Mistakes People Make When Traveling By Train

Taking a train is one of the best ways to travel, although it can be easy to make some mistakes riding the rails. Beyond the well-deserved romanticization of this mode of transport, it's one of the more enjoyable ways to move between destinations. The ever-increasing hassles, disruptions, and necessary early arrival time of air travel don't exist, and someone else handles the stress of driving! And, wherever in the world you are, enjoying the scenery from the comfort of a train seat is more relaxing than from the driver's seat of a vehicle you're responsible for keeping in control.

Rail seats also tend to be more spacious than those on buses and planes, which only adds to the positives of traveling by train. Additionally, on most carriers, you aren't charged extra (or moved at the last moment) if you want to be seated with traveling companions. In fact, if you purchase tickets on the same booking, you're almost always seated together unless it's extremely last minute and a packed train. If you're conscious about your carbon footprint, trains are much more eco-friendly than driving (even in a carpool) or flying. However, if you're not accustomed to it, or even a frequent train traveler, it can be easy to make simple errors. Keep reading to avoid potential mistakes next time you ride the rails.

Thinking you can just decide, book, and board on the same day of travel

Sure, train travel doesn't require the same months of preparation that booking plane itineraries does, but you do need to plan a bit. This is especially true for long-distance journeys. A short, regional ticket between two southern French cities in the same department, like Avignon and Arles, can be bought the day before (or even the day of) without much of a price difference. But try doing that for a TGV (high-speed) ticket between Paris and Marseille or Berlin and Vienna, and you could be stuck with fares that are double or triple the price available in advance.

(Records of labeled points)
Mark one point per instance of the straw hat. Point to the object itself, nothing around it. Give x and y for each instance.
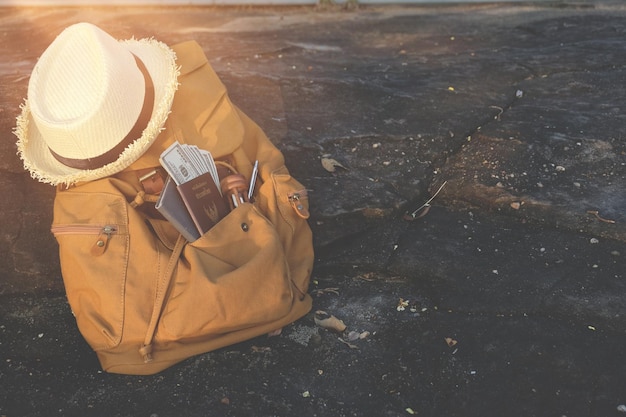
(94, 105)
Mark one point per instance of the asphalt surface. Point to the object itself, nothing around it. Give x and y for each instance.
(502, 296)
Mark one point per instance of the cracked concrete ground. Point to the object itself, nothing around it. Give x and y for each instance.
(512, 283)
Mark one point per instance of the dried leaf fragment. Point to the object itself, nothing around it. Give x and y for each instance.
(422, 210)
(328, 321)
(597, 214)
(261, 349)
(331, 164)
(350, 345)
(402, 304)
(321, 291)
(451, 342)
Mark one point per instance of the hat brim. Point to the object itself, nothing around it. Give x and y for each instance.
(160, 62)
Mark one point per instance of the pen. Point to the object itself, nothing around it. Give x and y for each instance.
(255, 173)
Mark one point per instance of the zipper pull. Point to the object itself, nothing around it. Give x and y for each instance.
(103, 240)
(298, 206)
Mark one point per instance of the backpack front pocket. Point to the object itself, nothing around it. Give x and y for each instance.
(233, 277)
(94, 257)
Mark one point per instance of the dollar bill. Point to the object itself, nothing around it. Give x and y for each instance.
(178, 164)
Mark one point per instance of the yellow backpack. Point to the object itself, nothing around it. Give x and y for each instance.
(144, 298)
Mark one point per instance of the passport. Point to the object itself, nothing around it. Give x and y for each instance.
(203, 201)
(171, 205)
(192, 207)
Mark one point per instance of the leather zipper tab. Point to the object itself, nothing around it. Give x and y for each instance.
(296, 203)
(100, 246)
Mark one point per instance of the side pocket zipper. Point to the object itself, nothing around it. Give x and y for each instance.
(104, 234)
(299, 208)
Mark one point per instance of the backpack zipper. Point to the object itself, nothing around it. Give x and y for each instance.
(104, 234)
(299, 208)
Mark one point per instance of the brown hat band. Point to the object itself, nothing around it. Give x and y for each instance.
(140, 125)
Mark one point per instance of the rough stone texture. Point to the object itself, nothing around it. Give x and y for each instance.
(517, 109)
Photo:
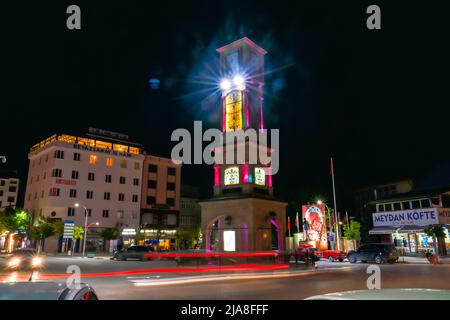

- Given request 1 -
Decide whether each statement agrees with the article on train travel mistakes, answering yes or no and quoting the words from the text that settle it: (a) Travelers who buy tickets on the same booking are almost always seated together. (b) Trains are less eco-friendly than driving in a carpool. (c) A regional ticket between Avignon and Arles costs double if bought the day before.
- Given request 2 -
Pick up the article on train travel mistakes after its last sentence and continue writing it.

- Exercise output 1 -
(a) Yes: "if you purchase tickets on the same booking, you're almost always seated together unless it's extremely last minute and a packed train."
(b) No: "trains are much more eco-friendly than driving (even in a carpool) or flying."
(c) No: "can be bought the day before (or even the day of) without much of a price difference."

- Exercise output 2 -
What will spare you this sticker shock is including train research very early in your trip planning. As soon as you have a rough route in mind, look up the train options and note if a long-distance, high-speed train will be required. You don't necessarily need to book the tickets right away. But it's wise to enter some hypothetical dates to get an idea if there's a big difference in price if you buy that same day versus a month (or a few) ahead of time. If advance booking looks like the best option, make sure to book flexible tickets in case your plans change.

Not booking on the right website or app

Booking websites such as Rome2Rio, Omio, and Trainline are good for research, as each of them does a solid job of providing all the options for your desired route. However, once you've determined your path, go directly to the rail operator to buy tickets. Only book on an alternative provider if there is a huge price difference (i.e., an unbeatable deal) or if your departure is soon and you're unlikely to cancel or adjust the ticket. It is also a good idea to always check the flexibility of the ticket.

Additionally, you don't always get the same rights on a third-party ticket as you would for one booked directly with the rail company. For example, with regional TER trains in France, you can usually take any train for the route you've booked on the day you bought a ticket for, as long as it's not high-speed (those require reservations.) So if you bought a ticket between Rennes and Saint-Malo in Bretagne for October 25, you can take any train that day, even though SNCF (the French national carrier) usually requires you to choose a time when you purchase. However, that's not always true if you book a third party. Usually, those sites charge a fee to adjust ticket times.

Assuming there will be food

Many high-speed and long-distance trains have dining cars where you can sit and enjoy a meal or grab a coffee and sandwich to bring back to your seat. However, this is not guaranteed on any route or in any country. You can check your booking confirmation for details about the train, and it'll usually indicate if there is a dining car. But, even if the app or ticket says there's a dining car, the train could change at the last moment, or a technical issue might arise, and suddenly, they have to swap the train for one without food and drink amenities. These events are rare, but in general, you should bring plenty of water and snacks to be on the safe side. This is usually a cheaper option than purchases made on the train.

Additionally, sometimes unofficial food carts will make their way on board thanks to a savvy entrepreneur who knows certain routes don't provide refreshments. Again, these aren't guaranteed, and purchases from unofficial vendors are at your own risk.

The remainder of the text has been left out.